Exercise description - Copy precisely the first line of the material below and every later line, stopping with the line that contains "286L740 297H764L761 251L705".

◆ ◆ ◆ ◆ ◆

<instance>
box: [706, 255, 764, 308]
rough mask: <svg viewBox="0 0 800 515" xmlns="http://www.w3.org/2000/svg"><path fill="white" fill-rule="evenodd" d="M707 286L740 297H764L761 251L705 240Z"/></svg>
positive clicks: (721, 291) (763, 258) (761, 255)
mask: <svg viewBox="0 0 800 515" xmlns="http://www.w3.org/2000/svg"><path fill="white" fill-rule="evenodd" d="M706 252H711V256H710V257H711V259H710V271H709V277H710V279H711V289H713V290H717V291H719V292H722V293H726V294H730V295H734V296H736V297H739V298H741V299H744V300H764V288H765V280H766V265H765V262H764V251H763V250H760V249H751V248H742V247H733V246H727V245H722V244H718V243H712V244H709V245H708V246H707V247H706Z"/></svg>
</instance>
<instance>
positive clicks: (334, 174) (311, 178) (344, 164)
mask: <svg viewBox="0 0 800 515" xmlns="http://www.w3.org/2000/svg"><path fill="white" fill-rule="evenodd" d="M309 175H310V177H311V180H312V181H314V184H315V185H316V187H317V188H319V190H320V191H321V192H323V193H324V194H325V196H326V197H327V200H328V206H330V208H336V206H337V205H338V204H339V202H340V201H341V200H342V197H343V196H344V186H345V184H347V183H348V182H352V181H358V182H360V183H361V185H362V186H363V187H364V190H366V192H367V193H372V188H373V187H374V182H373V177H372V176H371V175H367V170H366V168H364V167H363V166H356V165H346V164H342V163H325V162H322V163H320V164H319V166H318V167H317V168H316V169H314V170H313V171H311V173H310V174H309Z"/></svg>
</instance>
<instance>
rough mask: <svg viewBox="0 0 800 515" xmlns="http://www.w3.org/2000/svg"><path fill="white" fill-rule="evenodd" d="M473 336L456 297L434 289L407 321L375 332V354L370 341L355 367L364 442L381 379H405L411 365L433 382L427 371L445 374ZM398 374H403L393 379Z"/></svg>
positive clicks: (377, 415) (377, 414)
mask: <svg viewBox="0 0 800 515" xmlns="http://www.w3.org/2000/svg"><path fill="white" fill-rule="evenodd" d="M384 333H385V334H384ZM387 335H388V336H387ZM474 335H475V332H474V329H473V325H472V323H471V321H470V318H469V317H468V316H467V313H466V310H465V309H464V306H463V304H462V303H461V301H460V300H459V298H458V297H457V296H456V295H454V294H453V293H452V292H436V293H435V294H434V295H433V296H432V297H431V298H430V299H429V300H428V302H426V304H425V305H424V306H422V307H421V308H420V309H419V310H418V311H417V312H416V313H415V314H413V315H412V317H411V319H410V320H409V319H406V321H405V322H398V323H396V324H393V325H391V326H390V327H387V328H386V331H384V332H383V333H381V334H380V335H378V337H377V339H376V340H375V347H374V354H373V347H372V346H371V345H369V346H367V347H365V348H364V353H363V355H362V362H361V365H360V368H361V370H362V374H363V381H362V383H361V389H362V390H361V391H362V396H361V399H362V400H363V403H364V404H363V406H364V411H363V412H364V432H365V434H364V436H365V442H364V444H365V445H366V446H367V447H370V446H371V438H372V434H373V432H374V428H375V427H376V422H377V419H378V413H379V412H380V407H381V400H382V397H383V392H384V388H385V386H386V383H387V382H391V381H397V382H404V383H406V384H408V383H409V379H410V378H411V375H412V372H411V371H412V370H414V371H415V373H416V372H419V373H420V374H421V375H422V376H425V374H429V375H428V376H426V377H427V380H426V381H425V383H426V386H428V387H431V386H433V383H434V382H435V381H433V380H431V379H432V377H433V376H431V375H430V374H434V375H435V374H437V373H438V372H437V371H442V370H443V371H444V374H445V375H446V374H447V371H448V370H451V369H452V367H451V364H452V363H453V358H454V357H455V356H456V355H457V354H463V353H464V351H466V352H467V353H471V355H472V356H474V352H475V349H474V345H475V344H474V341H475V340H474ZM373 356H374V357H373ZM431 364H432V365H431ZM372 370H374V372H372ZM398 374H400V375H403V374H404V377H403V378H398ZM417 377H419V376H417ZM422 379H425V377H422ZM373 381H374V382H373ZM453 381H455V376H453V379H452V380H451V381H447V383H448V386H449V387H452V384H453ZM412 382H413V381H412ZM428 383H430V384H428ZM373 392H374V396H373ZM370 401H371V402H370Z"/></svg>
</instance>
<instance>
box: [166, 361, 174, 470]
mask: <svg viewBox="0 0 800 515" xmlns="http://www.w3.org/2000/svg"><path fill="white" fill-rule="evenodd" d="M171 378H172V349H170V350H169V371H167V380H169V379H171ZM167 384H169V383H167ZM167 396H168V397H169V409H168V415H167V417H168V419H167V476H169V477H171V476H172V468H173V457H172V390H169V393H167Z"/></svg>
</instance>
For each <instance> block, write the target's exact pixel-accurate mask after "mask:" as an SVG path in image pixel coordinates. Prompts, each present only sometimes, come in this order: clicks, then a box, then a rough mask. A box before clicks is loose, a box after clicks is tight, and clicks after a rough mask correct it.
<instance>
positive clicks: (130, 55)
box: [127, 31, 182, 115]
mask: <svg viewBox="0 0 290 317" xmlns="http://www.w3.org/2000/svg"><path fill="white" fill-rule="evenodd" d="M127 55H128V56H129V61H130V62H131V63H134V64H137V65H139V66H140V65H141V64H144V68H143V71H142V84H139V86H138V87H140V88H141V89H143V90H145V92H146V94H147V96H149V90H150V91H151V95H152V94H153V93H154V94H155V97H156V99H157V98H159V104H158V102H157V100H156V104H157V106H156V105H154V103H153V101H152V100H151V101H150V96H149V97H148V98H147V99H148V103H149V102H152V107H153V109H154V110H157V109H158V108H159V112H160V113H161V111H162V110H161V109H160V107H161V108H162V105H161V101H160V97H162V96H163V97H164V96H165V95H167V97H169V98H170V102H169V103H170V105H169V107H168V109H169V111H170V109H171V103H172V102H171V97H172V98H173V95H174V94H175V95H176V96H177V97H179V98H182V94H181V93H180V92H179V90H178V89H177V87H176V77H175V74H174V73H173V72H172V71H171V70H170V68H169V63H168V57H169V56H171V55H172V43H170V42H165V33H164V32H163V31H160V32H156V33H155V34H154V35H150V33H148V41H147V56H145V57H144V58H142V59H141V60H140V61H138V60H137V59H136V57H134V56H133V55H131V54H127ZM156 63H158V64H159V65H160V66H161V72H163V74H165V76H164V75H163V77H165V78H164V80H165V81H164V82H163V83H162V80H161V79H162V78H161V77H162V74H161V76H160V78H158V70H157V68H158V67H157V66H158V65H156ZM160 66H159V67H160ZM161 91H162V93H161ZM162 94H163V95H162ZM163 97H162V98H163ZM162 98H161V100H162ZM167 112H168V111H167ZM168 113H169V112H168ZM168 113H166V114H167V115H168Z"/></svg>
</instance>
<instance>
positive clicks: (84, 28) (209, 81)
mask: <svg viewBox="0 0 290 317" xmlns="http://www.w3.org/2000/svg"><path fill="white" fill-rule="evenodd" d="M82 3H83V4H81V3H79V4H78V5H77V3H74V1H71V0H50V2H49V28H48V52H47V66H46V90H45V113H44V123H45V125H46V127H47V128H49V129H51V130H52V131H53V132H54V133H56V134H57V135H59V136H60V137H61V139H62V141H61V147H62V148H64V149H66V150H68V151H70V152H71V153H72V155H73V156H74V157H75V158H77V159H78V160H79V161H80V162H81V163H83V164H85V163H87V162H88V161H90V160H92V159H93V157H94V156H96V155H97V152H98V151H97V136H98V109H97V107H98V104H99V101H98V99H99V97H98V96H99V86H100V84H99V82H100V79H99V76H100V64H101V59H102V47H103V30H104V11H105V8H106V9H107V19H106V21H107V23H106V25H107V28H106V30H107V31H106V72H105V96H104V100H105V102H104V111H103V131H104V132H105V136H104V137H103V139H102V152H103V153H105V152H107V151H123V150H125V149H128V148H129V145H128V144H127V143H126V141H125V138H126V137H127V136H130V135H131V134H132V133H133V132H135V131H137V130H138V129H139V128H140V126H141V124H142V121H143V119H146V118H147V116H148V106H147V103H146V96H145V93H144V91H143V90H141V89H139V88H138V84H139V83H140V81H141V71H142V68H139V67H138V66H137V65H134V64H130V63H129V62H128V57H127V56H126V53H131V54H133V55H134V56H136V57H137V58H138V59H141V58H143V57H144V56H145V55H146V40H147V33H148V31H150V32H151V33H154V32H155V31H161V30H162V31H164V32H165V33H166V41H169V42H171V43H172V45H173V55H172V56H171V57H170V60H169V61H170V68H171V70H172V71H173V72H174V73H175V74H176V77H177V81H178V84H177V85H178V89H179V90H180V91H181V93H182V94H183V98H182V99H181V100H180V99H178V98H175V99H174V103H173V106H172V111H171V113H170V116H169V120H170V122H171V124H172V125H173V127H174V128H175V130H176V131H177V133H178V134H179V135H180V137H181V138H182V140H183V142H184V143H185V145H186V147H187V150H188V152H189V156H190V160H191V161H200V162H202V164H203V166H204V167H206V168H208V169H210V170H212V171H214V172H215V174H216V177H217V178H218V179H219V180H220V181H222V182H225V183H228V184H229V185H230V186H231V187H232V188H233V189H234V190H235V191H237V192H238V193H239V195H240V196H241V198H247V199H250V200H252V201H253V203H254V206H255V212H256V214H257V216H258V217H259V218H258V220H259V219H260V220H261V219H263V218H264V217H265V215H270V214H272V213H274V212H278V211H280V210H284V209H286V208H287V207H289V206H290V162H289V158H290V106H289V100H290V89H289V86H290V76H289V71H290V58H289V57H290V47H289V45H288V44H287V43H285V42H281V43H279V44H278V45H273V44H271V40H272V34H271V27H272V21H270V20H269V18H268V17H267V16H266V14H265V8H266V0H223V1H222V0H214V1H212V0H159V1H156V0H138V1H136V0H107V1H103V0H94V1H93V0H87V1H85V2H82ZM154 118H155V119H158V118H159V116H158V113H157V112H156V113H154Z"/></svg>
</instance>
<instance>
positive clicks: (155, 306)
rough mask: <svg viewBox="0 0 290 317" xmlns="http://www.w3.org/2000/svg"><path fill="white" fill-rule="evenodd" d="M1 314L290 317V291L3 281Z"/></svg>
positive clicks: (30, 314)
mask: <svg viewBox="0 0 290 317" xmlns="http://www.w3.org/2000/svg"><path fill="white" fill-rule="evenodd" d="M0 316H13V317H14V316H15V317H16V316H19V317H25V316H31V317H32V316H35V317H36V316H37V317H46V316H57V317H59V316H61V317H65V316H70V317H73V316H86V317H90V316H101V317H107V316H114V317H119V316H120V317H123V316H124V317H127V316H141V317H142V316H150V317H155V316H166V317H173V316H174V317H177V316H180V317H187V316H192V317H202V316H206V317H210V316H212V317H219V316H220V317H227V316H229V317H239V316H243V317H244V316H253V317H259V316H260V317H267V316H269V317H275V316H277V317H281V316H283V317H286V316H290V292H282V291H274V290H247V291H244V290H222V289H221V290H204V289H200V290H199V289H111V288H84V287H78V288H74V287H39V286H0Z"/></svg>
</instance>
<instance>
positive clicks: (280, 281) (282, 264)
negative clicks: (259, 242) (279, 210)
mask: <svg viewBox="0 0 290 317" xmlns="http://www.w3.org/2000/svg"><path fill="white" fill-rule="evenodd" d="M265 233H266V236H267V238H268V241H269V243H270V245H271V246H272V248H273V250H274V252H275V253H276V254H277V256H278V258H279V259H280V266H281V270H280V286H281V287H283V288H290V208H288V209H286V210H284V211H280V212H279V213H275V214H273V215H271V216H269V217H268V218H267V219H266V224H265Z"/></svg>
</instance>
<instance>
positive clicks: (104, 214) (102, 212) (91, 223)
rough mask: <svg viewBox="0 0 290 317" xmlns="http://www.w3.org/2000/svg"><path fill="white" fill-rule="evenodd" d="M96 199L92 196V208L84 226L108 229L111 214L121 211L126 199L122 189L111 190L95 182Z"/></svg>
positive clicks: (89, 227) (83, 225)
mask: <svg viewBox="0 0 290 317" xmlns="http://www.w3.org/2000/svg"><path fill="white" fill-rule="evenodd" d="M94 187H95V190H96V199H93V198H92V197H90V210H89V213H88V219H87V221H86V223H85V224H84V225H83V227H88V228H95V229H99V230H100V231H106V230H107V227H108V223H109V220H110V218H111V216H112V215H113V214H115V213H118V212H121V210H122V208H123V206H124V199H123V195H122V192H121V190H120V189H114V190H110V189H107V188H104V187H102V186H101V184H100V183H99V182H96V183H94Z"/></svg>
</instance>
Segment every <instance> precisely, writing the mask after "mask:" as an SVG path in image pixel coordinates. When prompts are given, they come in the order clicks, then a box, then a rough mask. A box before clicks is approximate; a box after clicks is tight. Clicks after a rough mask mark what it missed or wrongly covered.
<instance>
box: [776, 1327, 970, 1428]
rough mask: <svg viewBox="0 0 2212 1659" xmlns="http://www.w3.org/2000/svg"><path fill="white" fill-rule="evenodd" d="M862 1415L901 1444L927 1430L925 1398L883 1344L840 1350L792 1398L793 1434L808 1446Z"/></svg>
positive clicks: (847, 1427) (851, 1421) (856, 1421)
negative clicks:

◆ ◆ ◆ ◆ ◆

Response area -
<instance>
box: [706, 255, 764, 308]
rough mask: <svg viewBox="0 0 800 515" xmlns="http://www.w3.org/2000/svg"><path fill="white" fill-rule="evenodd" d="M707 286L740 297H764L761 251L705 240Z"/></svg>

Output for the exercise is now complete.